# Instructions to follow
Convert every line of the records below into a numbered list. Skip blank lines and leave out the pictures.

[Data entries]

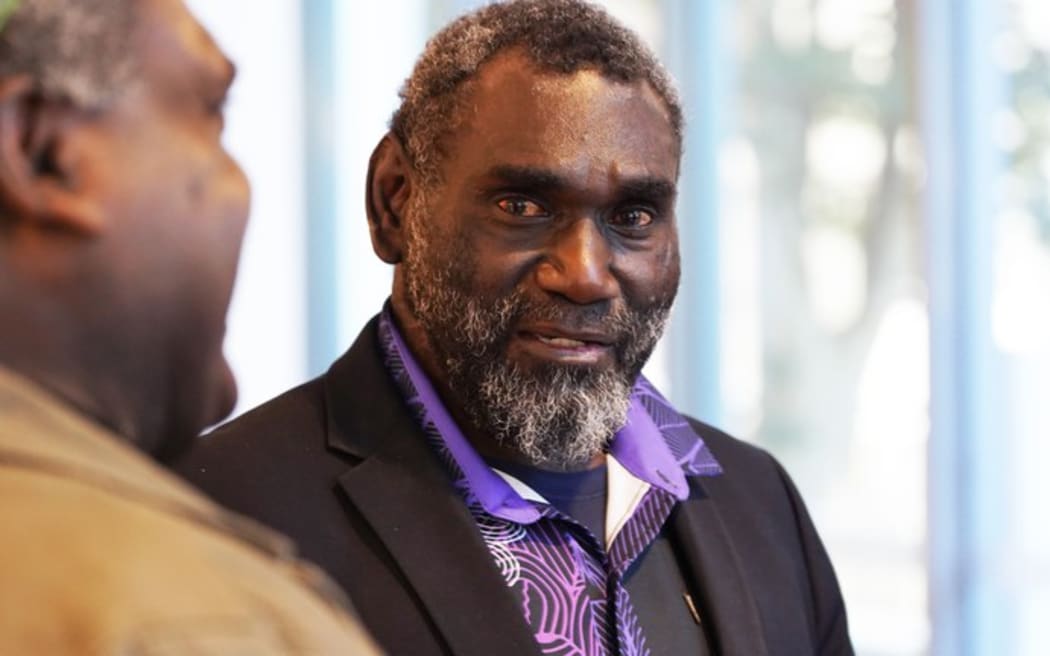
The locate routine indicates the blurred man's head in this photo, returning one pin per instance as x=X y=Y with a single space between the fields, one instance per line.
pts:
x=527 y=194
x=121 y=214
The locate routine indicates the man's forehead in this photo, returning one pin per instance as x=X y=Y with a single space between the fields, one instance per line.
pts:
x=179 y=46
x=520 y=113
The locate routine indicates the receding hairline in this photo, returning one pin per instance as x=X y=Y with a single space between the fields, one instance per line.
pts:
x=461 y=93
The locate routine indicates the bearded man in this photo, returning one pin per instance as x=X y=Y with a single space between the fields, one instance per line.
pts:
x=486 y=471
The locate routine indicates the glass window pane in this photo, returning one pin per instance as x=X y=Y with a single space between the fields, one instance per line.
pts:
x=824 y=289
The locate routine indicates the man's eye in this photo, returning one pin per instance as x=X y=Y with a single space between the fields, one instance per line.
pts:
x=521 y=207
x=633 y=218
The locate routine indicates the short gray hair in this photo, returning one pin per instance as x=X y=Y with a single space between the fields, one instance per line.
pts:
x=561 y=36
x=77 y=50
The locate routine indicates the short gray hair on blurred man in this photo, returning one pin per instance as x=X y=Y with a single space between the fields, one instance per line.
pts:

# Output for this task
1. The locate routine indicates the blurred man's head in this photo, returning one pin per instance as x=X y=Y with a single space between the fields, one instance per line.
2. pts:
3. x=527 y=194
4. x=121 y=214
5. The locate routine indicates the man's forehead in this photo, returning one pin per instance as x=X y=Y with a single space between the fields, one instance per line.
6. pts:
7. x=179 y=46
8. x=520 y=113
9. The locate routine indicates the receding hairline in this photo, returning one pin per instance as x=X y=Y with a single space between the fields, one instance per line.
10. pts:
11. x=461 y=93
12. The locate routine indicates the bearded man in this photo, returning one pin per instance as x=X y=Y with a single space between the fields, one instance per line.
13. pts:
14. x=486 y=471
15. The locate routine indicates the glass window pane in this photo, returning one pin per instance as x=X y=Y with a single space between the fields, one instance per line.
16. pts:
17. x=824 y=289
18. The locate routine indicates the man's eye in this photo, returning one pin per instance as x=X y=Y with a single space between the fields, one instance per line.
19. pts:
20. x=521 y=207
21. x=633 y=218
22. The locate routine indicates the short gray hair in this photo, returning one pin per instance as x=X y=Y with a single space between the fields, one instance per line.
23. pts:
24. x=561 y=36
25. x=77 y=50
26. The locate routine indicates the short gray hair on blurred man in this photo, returning one pin per instance as x=X y=Y with a single space between the fields, one instance per line.
27. pts:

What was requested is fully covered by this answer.